▶ [Text block]:
-=-=-=-=-

The Definitive Answer On Whether Weetabix Is Indeed A Biscuit

Macmillan has caused major Twitter controversy with its biscuit rankings.

by Sophie McEvoy
Originally Published: 
Close up of a wholesome wheat biscuit breakfast

In celebration of its amazing coffee mornings, Macmillan Cancer Support has recently presented its ranking of the nation’s favourite biscuits. While many British favourites are there, including shortbread, Bourbon, Digestive, and Rich Tea biscuits, a fierce debate has erupted on social media thanks to one particular inclusion – Weetabix.

Yes, you read that right. They’re talking about the breakfast food notably housed in the cereal aisle – most definitely not the biscuit aisle. Forgetting for a moment that Macmillan also classed Madeleines as biscuits (when they’re clearly sponge cakes), most Twitter users were stunned that Macmillan would include Weetabix in this category.

“@metpoliceuk I need to report a crime,” one user wrote, only for Macmillan to reply that it can’t be charged for a biscuit crime it didn’t commit. Even the Cambridge Dictionary called the charity out, tweeting its definition of a biscuit, described as “a small, flat cake that is dry and usually sweet.” Whoever is operating Macmillan’s Twitter account had a good go at regaining the upper hand on this one, however, saying that Weetabix meet the criteria: they’re dunkable, brown, dry, and are actually called a ‘wheat biscuit’.

Technically, they’re not wrong. If you take a look at Weetabix’s original nutritional information, it usually details a “2-biscuit serving”. But then again, Weetabix does come under the ‘Our Cereals’ tab on the brand’s official website, and is referred to as a cereal in its history. The only time Weetabix mentions a biscuit on its site is in relation to the protein range in 2015.

So, what actually constitutes a biscuit? According to Renshaw Baking, the word itself comes from the Latin meaning “twice baked”. Science Direct also notes that the principal ingredient of a biscuit is wheat flour. Obviously, Weetabix is made of wheat, but there’s no wheat flour in the ingredients. Compare that to the classic Digestive, for example, which does include wheat flour, and you’ve got your main difference.

Can you really imagine the Macmillan team putting the kettle on, and dunking a Weetabix in their tea? Case closed.

-=-=-=-=-

▶ [Data for analysis]:
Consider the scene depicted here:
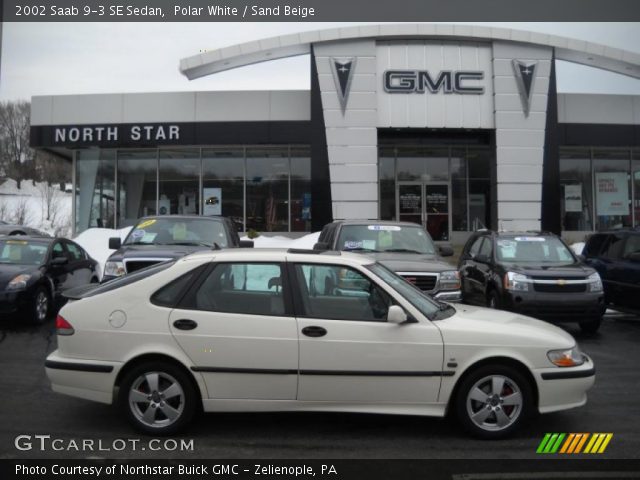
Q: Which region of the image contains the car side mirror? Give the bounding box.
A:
[627,252,640,262]
[387,305,407,325]
[313,242,329,250]
[51,257,69,267]
[473,253,490,263]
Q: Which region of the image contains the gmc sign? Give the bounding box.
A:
[384,70,484,95]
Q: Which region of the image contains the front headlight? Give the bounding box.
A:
[7,273,31,290]
[547,346,584,367]
[504,272,531,292]
[587,272,602,292]
[104,262,127,277]
[440,270,460,290]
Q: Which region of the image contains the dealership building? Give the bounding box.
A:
[31,24,640,244]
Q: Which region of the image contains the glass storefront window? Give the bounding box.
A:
[378,147,396,220]
[593,150,632,230]
[202,147,244,230]
[75,149,116,231]
[560,148,593,231]
[158,148,200,215]
[246,147,290,232]
[291,147,313,232]
[117,149,158,228]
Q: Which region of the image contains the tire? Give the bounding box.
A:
[118,362,197,435]
[454,364,534,440]
[487,290,501,310]
[30,286,52,325]
[578,317,602,335]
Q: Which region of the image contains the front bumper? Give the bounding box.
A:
[533,355,596,413]
[45,350,122,404]
[504,292,605,322]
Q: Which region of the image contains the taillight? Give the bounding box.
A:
[56,315,75,335]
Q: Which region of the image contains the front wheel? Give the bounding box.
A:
[455,365,533,439]
[119,362,196,435]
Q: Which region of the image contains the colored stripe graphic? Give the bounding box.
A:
[536,433,613,455]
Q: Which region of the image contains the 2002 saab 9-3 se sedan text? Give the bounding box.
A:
[46,250,595,438]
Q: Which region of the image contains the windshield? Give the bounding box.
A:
[124,217,228,247]
[366,263,455,320]
[0,240,49,265]
[336,224,435,255]
[496,235,576,265]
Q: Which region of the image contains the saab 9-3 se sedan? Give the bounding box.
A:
[46,249,595,438]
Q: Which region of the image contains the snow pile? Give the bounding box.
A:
[0,179,71,236]
[569,242,584,255]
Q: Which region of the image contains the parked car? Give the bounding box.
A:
[0,221,51,237]
[102,215,253,282]
[459,230,605,333]
[582,229,640,313]
[0,236,98,323]
[314,220,461,302]
[45,249,595,438]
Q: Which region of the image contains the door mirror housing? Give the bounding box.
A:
[51,257,69,267]
[387,305,407,325]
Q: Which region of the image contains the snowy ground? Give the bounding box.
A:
[0,179,71,236]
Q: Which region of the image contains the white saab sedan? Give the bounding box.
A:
[45,250,595,438]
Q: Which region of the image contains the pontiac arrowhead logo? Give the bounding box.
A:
[512,59,538,117]
[330,57,356,115]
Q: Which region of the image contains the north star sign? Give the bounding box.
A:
[383,70,484,95]
[53,125,180,144]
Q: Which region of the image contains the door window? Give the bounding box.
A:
[187,263,285,315]
[296,264,391,322]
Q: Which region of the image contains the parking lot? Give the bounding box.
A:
[0,313,640,459]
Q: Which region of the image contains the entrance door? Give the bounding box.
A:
[396,182,451,241]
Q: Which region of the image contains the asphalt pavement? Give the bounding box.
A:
[0,313,640,459]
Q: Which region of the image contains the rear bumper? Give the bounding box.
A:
[45,350,122,404]
[533,355,596,413]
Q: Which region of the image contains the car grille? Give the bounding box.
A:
[533,283,587,293]
[124,260,162,273]
[400,273,438,292]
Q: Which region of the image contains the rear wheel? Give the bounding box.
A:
[31,287,51,325]
[455,365,533,439]
[579,317,602,334]
[119,362,197,435]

-=-=-=-=-

Summarize the Weetabix article in two sentences.

▶ [Exercise result]:
Macmillan Cancer Support's ranking of the nation's favorite biscuits set off a fierce social media debate by including Weetabix, which Macmillan's Twitter account defended as dunkable, brown, dry and actually called a "wheat biscuit." Although Weetabix's nutritional information describes a "2-biscuit serving," the brand's website lists it as a cereal, and unlike a Digestive it contains no wheat flour, the principal ingredient of a biscuit.